**Task requirements**
In the V4-Pro deployment text, begin at the words "2.2 Four Key" and stop after "output per second)", swapping "prefix cache hit rate" for "prefix reuse rate".

**Text section**
+ + + +

3	How to configure TP/EP/PP/DP	EP is the backbone, TP should be as small as possible, PP defaults to 1, DP equals replica count

NVIDIA B300 baseline configuration (λ=5.86 req/s, O=512, h=0.56):

Context	30 tok/s	100 tok/s	400 tok/s
4K–256K	P1:D1 = 192 GPUs	P1:D1 = 256 GPUs	P1:D1 = 448 GPUs
1M	P6:D1 = 512 GPUs	P6:D1 = 576 GPUs	P6:D1 = 768 GPUs

Huawei 950 Supernode (conservative estimate using pure 950DT; recommended to use 950PR for P):

Context	30 tok/s	100/400 tok/s
4K–128K	P1:D1 = 320 NPUs	P1:D1 = 512 NPUs
256K	P3:D1 = 576 NPUs	P3:D1 = 768 NPUs
1M	P13:D1 ≈ 2048 NPUs (capacity floor)	P16:D1 ≈ 2432 NPUs (production recommendation)

Now, let's derive everything from scratch.

1. V4-Pro Structural Parameters: The Foundation of All Calculations

Before computing anything, we need to pin down V4-Pro's key parameters. These numbers are the foundation for all subsequent derivations.

V4-Pro is a 1.6T total parameter, 49B active parameter MoE (Mixture of Experts) model. The core idea of MoE: the model is large, but each inference only uses a small portion. For V4-Pro:

1.6T total parameters, but only 49B activated per token—activation rate ≈ 3%, which is the source of MoE's efficiency
Each layer has 1 shared expert + 384 routed experts
Each token activates 6 routed experts (top-6 routing)
Expert intermediate dimension = 3072
MTP depth = 1 (Multi-Token Prediction; while predicting the next token, it also attempts to predict one additional token, used to accelerate decode)
Supports 1M context

Why are these numbers important? Because they directly determine:

Per-token compute (FLOPs) → how much compute power is needed
Per-token KV cache size → how much memory is needed
Expert sharding strategy → how EP (Expert Parallelism) should be configured

2. Define Workload First, Then Configure

2.1 A Common Misconception

Many people, given a model, instinctively ask "how many GPUs does this model need?" But the right question isn't "how many GPUs does the model need"—it's "how many GPUs does my business need."

The same V4-Pro model:

If your business is 4K short conversations at 30 tok/s standard speed → 192 B300 GPUs might suffice
If your business is 1M long-document analysis at 100 tok/s → at least 576 B300 GPUs
That's a 3× difference, entirely driven by workload

So we must define the workload first.

2.2 Four Key Business Parameters

Only four business parameters determine the deployment configuration:

λ (request arrival rate): how many new requests per second
O (average output length): how many tokens each session outputs on average
L (average input context length): how long each session's prompt is
h (prefix cache hit rate): what fraction of prefixes in the P tier can skip computation

Given these four parameters, P and D loads are fully determined:

D-tier total output throughput: Q_D = λ × O (tokens to output per second)

+ + + +

Coordinate labeling data
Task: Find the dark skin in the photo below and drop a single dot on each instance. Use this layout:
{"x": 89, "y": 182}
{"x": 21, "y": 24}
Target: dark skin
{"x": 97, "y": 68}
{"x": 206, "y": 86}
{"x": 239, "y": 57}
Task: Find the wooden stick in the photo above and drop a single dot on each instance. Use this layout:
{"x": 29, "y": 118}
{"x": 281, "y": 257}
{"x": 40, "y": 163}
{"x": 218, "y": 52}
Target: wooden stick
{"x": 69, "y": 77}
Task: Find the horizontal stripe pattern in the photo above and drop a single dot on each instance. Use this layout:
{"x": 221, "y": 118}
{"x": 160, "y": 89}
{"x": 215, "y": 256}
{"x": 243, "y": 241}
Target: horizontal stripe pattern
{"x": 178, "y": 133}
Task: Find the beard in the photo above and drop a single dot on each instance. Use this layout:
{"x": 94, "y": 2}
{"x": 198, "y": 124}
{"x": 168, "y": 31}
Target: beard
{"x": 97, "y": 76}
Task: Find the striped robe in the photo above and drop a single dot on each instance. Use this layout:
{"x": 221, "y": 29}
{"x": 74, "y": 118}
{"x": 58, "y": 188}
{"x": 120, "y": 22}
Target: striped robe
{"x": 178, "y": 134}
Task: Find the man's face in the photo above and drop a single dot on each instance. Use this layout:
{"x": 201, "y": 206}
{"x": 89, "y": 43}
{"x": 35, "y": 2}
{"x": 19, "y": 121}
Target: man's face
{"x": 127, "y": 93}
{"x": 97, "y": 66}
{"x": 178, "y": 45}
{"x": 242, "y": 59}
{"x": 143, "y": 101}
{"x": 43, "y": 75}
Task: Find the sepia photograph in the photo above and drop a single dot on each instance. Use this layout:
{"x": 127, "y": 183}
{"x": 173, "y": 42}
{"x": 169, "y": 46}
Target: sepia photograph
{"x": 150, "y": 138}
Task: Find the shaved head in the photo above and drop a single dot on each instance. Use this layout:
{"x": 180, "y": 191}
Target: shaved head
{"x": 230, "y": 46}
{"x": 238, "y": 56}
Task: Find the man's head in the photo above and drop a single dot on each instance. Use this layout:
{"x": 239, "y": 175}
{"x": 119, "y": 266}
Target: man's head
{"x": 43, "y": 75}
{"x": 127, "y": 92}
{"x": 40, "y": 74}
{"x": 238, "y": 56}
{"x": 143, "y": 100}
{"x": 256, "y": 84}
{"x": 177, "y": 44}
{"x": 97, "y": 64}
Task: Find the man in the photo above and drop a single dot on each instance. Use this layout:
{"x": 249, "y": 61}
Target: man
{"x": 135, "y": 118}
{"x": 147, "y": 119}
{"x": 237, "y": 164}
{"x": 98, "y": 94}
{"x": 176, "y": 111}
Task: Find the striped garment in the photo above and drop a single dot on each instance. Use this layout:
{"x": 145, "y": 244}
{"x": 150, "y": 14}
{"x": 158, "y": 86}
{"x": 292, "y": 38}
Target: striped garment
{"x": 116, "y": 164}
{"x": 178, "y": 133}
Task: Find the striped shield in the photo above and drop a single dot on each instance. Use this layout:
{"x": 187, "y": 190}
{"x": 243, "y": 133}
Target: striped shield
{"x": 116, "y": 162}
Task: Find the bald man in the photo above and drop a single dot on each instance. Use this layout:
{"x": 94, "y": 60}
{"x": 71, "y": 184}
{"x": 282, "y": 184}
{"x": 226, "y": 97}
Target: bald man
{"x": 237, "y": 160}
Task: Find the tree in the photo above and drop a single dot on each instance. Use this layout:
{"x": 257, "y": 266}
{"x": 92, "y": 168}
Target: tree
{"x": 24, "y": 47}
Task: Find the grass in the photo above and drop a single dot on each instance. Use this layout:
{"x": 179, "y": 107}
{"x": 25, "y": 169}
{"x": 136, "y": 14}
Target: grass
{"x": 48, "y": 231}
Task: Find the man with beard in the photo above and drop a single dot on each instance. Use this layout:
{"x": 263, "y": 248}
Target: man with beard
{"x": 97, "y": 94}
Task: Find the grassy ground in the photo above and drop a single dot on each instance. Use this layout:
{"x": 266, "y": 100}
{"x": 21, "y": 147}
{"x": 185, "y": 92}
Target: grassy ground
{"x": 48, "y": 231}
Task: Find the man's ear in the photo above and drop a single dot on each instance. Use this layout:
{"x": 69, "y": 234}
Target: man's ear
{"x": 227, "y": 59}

+ + + +

**Result of the exercise**
2.2 Four Key Business Parameters

Only four business parameters determine the deployment configuration:

λ (request arrival rate): how many new requests per second
O (average output length): how many tokens each session outputs on average
L (average input context length): how long each session's prompt is
h (prefix reuse rate): what fraction of prefixes in the P tier can skip computation

Given these four parameters, P and D loads are fully determined:

D-tier total output throughput: Q_D = λ × O (tokens to output per second)